Texte fourni
================================

Lettre ouverte à Mme la Directrice Fonctionnelle du SPIP de Paris,

Madame la Directrice,

À l’heure de votre prise de fonction au SPIP 75, l’ensemble de l’équipe du milieu fermé souhaitait que vous puissiez avoir une vision globale des difficultés que nous rencontrons depuis notre installation au sein du Centre pénitentiaire de Paris La Santé.

Aujourd’hui, ces difficultés persistent et rendent le travail au quotidien très pénible. Nous avons donc tenté de vous répertorier les plus significatives.

Lettre ouverte à la DFSPIP de Paris version PDF ici

Manque de matériels et de fournitures :

  • A notre arrivée en septembre dernier, nous avons commencé par lister le matériel dont nous allions avoir besoin. Une partie de nos commandes effectuées en septembre est enfin arrivée mi-janvier mais il en manque encore et pas le moindre ! Nous n’avons toujours pas de fax, pas de cases courriers, pas de cases pour les partenaires, pas de tampons au nom du service et surtout nous ne pouvons toujours pas envoyer de courriers externes ; ce qui est une réelle difficulté dans le cadre du maintien des liens familiaux!

  • Nous souhaiterions également que nos bureaux d’entretien soient équipés de téléphones afin notamment de pouvoir contacter les services en interne et ainsi éviter de déranger régulièrement les gradés.

================================

Énoncé du problème
D'après la lettre ouverte, à quel moment une partie des commandes passées en septembre est-elle arrivée ?

Jeu de données
================================

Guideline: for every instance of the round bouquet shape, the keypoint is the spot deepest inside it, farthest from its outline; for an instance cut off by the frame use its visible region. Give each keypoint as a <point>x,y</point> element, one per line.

================================

Résultat obtenu
Mi-janvier.